GIVEN REQUEST: Write out again, unchanged, every line from the beginning of the items through the line containing "[[[113,121],[108,121],[108,128],[114,128],[114,123]]]", including that line.
= = = =
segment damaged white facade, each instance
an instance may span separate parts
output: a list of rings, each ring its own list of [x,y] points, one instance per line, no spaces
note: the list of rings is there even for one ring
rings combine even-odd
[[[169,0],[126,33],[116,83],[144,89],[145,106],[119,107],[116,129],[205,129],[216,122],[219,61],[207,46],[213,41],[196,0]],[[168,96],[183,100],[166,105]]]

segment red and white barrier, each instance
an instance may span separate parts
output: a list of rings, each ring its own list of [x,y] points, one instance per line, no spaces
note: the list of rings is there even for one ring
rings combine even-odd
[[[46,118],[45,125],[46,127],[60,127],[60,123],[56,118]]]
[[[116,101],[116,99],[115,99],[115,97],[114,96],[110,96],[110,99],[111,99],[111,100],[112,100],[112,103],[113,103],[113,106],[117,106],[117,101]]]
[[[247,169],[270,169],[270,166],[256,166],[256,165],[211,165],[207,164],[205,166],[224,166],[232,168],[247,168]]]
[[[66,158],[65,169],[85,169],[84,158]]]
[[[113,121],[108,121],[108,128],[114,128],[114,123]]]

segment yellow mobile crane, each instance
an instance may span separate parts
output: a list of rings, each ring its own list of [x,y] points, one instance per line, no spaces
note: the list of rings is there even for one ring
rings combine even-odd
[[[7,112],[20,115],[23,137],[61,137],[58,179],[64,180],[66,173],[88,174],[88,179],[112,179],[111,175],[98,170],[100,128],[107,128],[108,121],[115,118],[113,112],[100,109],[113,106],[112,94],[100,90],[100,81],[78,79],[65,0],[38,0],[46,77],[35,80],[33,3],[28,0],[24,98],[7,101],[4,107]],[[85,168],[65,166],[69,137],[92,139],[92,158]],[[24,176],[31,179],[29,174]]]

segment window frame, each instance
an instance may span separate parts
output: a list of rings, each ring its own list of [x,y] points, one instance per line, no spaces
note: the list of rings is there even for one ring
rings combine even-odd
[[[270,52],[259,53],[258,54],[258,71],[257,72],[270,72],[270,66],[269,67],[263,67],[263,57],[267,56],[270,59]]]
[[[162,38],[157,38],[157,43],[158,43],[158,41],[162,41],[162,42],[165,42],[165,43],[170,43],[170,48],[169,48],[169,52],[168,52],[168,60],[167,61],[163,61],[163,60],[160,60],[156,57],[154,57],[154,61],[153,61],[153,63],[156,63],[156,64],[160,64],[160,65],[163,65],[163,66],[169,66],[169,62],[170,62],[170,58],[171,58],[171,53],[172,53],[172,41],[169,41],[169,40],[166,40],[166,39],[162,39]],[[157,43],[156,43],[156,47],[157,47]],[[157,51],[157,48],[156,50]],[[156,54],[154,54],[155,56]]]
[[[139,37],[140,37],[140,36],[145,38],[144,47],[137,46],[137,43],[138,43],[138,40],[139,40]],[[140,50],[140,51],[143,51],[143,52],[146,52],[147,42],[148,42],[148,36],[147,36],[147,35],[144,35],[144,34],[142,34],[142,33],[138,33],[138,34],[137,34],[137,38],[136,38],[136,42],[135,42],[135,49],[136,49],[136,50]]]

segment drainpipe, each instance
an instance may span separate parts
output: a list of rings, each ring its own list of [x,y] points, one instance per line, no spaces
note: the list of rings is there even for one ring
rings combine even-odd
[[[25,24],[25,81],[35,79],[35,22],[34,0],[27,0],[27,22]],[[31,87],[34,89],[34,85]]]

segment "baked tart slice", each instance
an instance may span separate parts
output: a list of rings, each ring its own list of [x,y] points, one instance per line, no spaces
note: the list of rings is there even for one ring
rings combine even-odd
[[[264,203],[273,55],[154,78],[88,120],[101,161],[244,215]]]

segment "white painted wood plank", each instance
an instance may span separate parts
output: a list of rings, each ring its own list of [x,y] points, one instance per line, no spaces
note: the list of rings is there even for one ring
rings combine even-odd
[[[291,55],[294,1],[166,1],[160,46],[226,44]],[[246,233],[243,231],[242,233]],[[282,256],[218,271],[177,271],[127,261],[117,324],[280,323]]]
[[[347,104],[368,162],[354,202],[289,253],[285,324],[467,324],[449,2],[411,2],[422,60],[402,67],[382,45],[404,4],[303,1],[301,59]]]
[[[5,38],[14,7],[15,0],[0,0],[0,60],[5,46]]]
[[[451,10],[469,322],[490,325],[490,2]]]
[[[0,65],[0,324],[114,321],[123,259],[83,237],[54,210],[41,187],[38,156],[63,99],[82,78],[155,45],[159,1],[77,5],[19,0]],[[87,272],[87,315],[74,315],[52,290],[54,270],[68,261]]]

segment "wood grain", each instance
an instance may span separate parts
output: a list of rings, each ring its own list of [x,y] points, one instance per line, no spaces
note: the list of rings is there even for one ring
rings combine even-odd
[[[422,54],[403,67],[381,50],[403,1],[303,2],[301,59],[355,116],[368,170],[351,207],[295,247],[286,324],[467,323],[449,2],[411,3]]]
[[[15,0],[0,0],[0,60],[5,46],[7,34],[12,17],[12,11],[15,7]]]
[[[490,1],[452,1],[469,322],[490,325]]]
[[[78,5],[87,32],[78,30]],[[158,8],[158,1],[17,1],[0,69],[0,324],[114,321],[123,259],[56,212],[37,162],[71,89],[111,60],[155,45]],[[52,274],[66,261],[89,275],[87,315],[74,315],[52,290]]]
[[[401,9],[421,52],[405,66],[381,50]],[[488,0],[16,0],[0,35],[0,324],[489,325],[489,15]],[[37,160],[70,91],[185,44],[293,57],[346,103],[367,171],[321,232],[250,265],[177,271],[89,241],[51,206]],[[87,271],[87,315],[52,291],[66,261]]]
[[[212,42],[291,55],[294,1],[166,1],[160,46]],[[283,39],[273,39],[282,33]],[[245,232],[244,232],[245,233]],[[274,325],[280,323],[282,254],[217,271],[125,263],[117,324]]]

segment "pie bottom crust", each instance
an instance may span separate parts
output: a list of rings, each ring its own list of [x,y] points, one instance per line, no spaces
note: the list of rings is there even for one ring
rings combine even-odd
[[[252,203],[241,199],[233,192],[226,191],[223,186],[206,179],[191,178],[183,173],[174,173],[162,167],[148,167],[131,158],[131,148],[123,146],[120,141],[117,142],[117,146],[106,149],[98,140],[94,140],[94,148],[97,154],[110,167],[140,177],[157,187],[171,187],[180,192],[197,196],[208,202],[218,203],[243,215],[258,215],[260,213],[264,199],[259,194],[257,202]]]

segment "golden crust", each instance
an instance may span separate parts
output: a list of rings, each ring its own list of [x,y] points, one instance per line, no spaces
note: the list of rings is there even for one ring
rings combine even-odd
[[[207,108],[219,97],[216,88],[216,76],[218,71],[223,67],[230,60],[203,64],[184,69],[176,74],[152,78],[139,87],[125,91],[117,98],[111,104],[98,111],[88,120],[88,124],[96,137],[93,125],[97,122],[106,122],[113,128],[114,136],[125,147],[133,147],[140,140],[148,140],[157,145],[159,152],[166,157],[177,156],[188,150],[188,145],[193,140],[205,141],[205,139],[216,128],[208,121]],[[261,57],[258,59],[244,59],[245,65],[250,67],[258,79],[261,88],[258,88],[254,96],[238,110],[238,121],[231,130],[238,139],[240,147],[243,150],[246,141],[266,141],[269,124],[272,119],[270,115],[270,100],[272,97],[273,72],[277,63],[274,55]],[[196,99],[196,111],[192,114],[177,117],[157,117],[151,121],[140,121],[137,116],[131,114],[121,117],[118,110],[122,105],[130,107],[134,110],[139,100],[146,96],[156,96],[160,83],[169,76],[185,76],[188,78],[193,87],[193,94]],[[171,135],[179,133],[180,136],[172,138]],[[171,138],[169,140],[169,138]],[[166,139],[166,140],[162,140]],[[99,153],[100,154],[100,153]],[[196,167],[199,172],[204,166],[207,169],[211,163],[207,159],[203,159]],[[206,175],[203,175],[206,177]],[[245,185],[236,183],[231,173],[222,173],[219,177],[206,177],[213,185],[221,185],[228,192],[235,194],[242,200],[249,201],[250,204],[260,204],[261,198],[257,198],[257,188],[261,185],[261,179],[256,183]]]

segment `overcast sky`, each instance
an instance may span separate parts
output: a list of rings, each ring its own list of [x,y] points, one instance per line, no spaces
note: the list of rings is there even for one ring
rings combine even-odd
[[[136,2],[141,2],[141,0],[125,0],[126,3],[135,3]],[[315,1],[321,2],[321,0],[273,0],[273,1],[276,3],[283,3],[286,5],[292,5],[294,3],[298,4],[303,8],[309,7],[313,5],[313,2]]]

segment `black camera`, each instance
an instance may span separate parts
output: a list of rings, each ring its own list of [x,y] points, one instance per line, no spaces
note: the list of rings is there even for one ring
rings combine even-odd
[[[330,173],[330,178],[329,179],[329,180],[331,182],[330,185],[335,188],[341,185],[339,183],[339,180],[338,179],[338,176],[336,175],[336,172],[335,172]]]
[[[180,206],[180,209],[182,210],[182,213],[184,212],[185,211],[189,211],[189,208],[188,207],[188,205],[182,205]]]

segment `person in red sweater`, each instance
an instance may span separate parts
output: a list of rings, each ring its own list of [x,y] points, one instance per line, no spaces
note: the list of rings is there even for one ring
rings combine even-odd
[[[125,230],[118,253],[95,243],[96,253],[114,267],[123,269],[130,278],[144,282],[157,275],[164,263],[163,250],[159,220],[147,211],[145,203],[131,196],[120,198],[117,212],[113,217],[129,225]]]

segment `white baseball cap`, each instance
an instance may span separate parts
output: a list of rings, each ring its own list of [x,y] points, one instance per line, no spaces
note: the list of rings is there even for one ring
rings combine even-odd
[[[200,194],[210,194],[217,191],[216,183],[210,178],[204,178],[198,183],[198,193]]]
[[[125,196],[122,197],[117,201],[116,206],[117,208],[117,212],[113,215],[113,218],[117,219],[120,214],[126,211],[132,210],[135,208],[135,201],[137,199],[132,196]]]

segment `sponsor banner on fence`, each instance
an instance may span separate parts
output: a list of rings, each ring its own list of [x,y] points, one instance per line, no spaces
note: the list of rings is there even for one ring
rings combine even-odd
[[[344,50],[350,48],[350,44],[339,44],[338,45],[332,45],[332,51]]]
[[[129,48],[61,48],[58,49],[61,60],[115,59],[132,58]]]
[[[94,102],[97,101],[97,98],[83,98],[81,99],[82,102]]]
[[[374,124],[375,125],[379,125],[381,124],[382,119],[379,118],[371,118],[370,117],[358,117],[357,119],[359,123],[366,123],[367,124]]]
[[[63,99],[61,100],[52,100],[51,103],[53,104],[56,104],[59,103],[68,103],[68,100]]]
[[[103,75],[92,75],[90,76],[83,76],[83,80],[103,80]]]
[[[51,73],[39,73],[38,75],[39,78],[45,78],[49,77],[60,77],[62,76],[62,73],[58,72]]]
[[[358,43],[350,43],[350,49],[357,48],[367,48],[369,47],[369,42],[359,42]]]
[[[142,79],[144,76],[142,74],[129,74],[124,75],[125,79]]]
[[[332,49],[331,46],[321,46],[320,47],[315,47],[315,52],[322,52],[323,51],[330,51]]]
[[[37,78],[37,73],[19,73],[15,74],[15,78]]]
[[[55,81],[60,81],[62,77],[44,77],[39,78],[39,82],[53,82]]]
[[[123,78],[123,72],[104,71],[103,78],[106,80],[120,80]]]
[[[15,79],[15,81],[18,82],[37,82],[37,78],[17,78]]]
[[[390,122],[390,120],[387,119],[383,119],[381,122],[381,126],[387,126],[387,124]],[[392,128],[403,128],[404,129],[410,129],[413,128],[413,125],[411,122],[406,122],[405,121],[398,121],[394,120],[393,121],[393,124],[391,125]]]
= = = =
IN RESPONSE:
segment damaged white facade, each instance
an instance may span separate parts
output: a list of rings, each ring its own list of [x,y] points, one instance per line, no spaces
note: the list of rings is there even for one ring
rings combine even-odd
[[[169,0],[126,33],[116,83],[144,89],[145,106],[119,107],[116,129],[205,129],[216,122],[219,61],[207,46],[213,41],[196,0]],[[168,96],[183,100],[166,105]]]

segment red and white barrier, each instance
an instance may span separate parts
output: a list of rings, each ring its own list of [x,y] points, one instance per line, no spaces
note: the list of rings is there even for one ring
rings combine even-odd
[[[46,118],[45,125],[46,127],[60,127],[60,123],[56,118]]]
[[[116,101],[116,99],[115,99],[115,97],[114,96],[110,96],[110,99],[111,99],[111,100],[112,100],[112,103],[113,103],[113,106],[117,106],[117,101]]]
[[[247,169],[270,169],[270,166],[256,166],[256,165],[211,165],[207,164],[205,166],[224,166],[232,168],[247,168]]]
[[[66,158],[65,169],[85,169],[84,158]]]
[[[113,121],[108,121],[108,128],[114,128],[114,123]]]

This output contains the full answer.